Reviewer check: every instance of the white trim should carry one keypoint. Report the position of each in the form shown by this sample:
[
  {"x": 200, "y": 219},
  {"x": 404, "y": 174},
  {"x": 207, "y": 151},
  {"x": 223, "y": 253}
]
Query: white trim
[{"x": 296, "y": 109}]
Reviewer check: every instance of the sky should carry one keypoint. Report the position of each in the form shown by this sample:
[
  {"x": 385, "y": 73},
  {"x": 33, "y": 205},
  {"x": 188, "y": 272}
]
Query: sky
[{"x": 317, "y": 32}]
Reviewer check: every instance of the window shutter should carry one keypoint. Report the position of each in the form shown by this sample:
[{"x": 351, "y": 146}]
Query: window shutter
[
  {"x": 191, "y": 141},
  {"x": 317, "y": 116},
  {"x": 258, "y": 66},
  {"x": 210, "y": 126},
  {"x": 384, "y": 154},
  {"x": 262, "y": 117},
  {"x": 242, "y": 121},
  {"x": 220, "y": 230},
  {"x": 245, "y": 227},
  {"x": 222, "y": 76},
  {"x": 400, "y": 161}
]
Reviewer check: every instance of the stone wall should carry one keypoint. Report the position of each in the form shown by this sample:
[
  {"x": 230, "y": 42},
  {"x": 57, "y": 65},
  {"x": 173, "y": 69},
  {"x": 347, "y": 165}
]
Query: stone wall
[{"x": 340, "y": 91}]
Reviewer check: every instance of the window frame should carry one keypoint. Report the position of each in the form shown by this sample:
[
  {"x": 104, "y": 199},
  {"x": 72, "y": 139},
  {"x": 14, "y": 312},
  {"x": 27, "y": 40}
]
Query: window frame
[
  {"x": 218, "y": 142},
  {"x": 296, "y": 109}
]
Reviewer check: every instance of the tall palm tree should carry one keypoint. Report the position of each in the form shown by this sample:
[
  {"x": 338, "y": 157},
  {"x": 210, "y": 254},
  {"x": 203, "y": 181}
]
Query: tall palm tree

--- --- ---

[The exercise]: Copy the rows above word for word, from the line containing "Reviewer check: every instance of the tall" through the last line of the rows, including both of those lines.

[Finished answer]:
Reviewer check: every instance of the tall palm tree should carry one keypoint. Report the position of each in the form shown by this sample:
[
  {"x": 338, "y": 157},
  {"x": 210, "y": 254},
  {"x": 203, "y": 181}
]
Query: tall palm tree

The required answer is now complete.